# Task objective
If a line in the material below has the string "instance", copy it out.

# Input
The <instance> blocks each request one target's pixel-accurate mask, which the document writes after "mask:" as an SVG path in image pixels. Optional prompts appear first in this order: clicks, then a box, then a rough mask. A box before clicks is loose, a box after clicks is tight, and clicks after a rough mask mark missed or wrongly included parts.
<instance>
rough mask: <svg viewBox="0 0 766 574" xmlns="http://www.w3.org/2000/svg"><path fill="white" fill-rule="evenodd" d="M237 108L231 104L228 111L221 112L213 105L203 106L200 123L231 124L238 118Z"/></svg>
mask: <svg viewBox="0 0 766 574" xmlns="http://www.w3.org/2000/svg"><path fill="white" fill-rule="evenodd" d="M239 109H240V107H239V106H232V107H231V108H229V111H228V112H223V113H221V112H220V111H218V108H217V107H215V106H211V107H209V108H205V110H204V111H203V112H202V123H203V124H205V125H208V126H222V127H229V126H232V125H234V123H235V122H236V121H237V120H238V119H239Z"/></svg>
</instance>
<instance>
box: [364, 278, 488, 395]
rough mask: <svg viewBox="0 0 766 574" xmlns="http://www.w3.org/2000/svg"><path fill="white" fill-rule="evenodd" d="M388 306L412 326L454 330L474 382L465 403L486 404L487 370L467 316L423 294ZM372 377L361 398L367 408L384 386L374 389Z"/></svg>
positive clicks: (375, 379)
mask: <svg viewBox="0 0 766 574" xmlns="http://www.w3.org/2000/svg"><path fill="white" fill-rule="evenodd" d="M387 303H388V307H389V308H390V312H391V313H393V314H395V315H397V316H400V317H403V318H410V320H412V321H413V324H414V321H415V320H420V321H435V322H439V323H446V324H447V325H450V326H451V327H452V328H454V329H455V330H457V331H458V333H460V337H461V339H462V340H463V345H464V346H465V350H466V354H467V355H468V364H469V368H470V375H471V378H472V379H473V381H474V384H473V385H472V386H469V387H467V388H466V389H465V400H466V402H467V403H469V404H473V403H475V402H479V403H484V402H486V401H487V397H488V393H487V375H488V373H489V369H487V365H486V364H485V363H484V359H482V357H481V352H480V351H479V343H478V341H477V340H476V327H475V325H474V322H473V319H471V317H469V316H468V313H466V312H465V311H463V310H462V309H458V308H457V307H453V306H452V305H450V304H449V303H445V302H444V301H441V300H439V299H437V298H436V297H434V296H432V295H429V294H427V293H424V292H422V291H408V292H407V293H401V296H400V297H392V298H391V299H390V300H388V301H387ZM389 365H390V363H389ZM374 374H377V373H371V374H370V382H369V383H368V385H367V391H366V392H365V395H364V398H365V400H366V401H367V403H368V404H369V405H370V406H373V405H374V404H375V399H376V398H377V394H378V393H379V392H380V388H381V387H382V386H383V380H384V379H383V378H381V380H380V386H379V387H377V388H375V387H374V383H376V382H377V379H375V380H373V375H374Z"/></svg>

# Result of this task
The <instance> blocks each request one target's pixel-accurate mask, which the document writes after "mask:" as an SVG path in image pixels. Optional prompts appear first in this order: clicks, then a box, then a rough mask. A box before clicks is loose, a box after clicks is tight, and clicks after a rough mask mark missed or wrongly included parts.
<instance>
</instance>
<instance>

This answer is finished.